▶ [EXERCISE DIRECTIONS]: Reproduce the court opinion excerpt word for word, from "U.S BANK, et" up to and including "denied as moot.".

▶ [EXCERPT]:
☆ ☆ ☆

United States District Court, E.D. Missouri, Eastern Division

November 22, 2016

U.S BANK, et al. Defendants.



         This matter is before the Court on Defendants' Motion to Dismiss, [Doc. No. 19] and Plaintiff's “Motion to dismiss all claims with defendants, ” [Doc. No. 29]. For the reasons set forth below, Defendants' Motion will be granted; Plaintiff's Motion will be denied as moot.


         Federal Rule of Civil Procedure 8(a)(2) requires “a short and plain statement of the claim showing that the pleader is entitled to relief.” Fed.R.Civ.P. 12(b)(6) provides for a motion to dismiss based on the “failure to state a claim upon which relief can be granted.” To survive a motion to dismiss a complaint must show “‘that the pleader is entitled to relief, ' in order to ‘give the defendant fair notice of what the ... claim is and the grounds upon which it rests.'” Bell Atlantic Corp. v. Twombly, 550 U.S. 544, 555 (2007) (quoting Conley v. Gibson, 355 U.S. 41, 47 (1957)). See also Erickson v. Pardus, 127 S.Ct. 2197, 2200 (2007). “Threadbare recitals of the elements of a cause of action, supported by mere conclusory statements, do not suffice” to defeat a motion to dismiss. Ashcroft v. Iqbal, 129 S.Ct. 1937, 1949 (2009) (citing Twombly, 550 U.S. at 555). “[O]nly a complaint that states a plausible claim for relief survives a motion to dismiss.” Id. at 1950 (citing Twombly, 550 U.S. at 556). The pleading standard of Rule 8 “does not require ‘detailed factual allegations, ' but it demands more than an unadorned, the-defendant-unlawfully-harmed-me accusation.” Id. at 1949 (quoting Twombly, 550 U.S. at 555). See also Hamilton v. Palm, 621 F.3d 816, 818 (8th Cir.2010) (“[A]n allegation in any negligence claim that the defendant acted as plaintiff's ‘employer' satisfies Rule 8(a)(2)'s notice pleading requirement for this element.”).

☆ ☆ ☆

[Rows from a point labeling set]
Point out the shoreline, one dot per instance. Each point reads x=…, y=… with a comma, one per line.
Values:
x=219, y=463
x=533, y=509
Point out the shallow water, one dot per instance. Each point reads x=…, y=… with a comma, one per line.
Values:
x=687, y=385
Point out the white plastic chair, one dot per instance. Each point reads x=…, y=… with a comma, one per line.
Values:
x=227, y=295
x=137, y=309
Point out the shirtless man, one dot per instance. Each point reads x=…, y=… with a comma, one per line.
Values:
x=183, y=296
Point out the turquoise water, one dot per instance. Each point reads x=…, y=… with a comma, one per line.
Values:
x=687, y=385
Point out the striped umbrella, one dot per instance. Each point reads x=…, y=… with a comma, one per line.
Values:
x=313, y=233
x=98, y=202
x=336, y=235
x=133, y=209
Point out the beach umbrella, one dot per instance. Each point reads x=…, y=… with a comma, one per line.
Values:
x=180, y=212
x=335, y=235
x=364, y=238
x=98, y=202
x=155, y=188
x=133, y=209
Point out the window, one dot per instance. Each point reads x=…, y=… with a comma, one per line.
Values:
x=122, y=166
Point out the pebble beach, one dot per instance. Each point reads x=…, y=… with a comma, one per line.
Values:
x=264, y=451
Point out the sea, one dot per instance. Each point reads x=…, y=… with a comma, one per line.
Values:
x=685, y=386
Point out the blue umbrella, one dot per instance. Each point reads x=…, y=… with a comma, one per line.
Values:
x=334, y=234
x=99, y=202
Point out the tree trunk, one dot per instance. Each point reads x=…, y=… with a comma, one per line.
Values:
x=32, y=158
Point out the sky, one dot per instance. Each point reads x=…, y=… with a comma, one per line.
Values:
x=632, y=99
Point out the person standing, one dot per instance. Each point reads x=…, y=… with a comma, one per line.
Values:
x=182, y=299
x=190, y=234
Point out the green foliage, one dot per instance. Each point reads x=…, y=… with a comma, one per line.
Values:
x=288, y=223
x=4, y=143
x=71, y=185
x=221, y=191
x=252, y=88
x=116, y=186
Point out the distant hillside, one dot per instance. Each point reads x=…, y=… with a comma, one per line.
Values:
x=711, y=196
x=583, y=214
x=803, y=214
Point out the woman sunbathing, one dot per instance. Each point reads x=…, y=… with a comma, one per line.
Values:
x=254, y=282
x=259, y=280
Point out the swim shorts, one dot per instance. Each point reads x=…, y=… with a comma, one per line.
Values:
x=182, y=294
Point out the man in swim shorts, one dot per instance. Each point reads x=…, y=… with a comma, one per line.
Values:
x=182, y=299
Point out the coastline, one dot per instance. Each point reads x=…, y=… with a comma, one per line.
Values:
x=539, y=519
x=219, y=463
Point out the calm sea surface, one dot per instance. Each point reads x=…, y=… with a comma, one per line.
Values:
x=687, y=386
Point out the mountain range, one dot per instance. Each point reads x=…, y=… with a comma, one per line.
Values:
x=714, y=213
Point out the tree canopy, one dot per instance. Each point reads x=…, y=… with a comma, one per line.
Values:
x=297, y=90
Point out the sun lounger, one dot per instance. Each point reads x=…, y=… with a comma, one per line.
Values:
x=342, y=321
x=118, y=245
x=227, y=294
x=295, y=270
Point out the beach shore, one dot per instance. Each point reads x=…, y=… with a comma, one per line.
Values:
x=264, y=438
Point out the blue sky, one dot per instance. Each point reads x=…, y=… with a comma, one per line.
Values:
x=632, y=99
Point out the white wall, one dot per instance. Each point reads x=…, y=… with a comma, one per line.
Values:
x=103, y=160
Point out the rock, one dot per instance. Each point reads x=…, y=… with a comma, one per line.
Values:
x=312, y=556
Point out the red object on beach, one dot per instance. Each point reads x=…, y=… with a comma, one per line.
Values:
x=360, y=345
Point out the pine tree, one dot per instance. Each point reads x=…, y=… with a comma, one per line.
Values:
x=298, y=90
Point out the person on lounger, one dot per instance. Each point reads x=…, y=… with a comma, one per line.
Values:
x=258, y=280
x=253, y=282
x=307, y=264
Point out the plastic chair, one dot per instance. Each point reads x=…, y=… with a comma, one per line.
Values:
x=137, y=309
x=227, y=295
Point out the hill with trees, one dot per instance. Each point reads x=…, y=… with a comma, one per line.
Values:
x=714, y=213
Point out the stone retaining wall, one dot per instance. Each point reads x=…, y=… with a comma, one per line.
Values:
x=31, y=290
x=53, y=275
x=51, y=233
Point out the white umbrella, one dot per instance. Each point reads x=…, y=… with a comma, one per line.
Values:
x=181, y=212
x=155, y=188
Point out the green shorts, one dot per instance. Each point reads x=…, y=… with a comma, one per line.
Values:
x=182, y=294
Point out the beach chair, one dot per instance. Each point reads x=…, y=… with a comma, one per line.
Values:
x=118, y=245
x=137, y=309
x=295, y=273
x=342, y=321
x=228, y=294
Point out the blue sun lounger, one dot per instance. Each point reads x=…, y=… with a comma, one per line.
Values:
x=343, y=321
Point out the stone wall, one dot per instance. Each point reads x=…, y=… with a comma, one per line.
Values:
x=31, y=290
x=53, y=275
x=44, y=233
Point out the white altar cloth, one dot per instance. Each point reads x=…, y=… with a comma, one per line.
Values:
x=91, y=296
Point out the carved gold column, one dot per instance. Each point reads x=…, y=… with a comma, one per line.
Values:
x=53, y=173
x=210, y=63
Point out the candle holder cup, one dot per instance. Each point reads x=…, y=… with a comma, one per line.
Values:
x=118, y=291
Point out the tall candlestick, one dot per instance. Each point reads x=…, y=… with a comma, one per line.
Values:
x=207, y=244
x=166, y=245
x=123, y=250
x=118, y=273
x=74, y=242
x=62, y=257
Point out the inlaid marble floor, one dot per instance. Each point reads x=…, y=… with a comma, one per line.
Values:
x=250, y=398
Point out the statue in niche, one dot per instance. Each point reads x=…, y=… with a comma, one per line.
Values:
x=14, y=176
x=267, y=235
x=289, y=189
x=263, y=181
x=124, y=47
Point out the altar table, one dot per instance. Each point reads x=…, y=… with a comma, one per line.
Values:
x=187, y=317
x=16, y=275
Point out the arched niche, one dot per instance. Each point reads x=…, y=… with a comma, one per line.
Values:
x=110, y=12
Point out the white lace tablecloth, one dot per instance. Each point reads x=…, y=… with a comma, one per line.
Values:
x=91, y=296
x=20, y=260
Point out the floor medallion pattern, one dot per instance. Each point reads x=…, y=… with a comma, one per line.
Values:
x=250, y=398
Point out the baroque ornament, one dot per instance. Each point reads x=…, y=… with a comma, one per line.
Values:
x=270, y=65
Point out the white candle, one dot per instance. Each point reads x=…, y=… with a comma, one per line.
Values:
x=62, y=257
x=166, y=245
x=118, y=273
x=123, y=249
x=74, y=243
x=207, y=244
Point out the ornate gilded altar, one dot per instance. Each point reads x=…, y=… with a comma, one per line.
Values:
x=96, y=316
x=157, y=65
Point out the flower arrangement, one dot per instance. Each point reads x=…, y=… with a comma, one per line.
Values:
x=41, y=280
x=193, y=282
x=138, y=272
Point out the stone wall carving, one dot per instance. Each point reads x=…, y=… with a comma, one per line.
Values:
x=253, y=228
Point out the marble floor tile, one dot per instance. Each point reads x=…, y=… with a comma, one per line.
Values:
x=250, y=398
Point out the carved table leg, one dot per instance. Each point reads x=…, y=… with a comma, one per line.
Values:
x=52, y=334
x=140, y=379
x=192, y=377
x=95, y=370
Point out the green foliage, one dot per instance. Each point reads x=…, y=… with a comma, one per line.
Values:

☆ ☆ ☆

▶ [FINISHED ANSWER]:
U.S BANK, et al. Defendants.



         This matter is before the Court on Defendants' Motion to Dismiss, [Doc. No. 19] and Plaintiff's “Motion to dismiss all claims with defendants, ” [Doc. No. 29]. For the reasons set forth below, Defendants' Motion will be granted; Plaintiff's Motion will be denied as moot.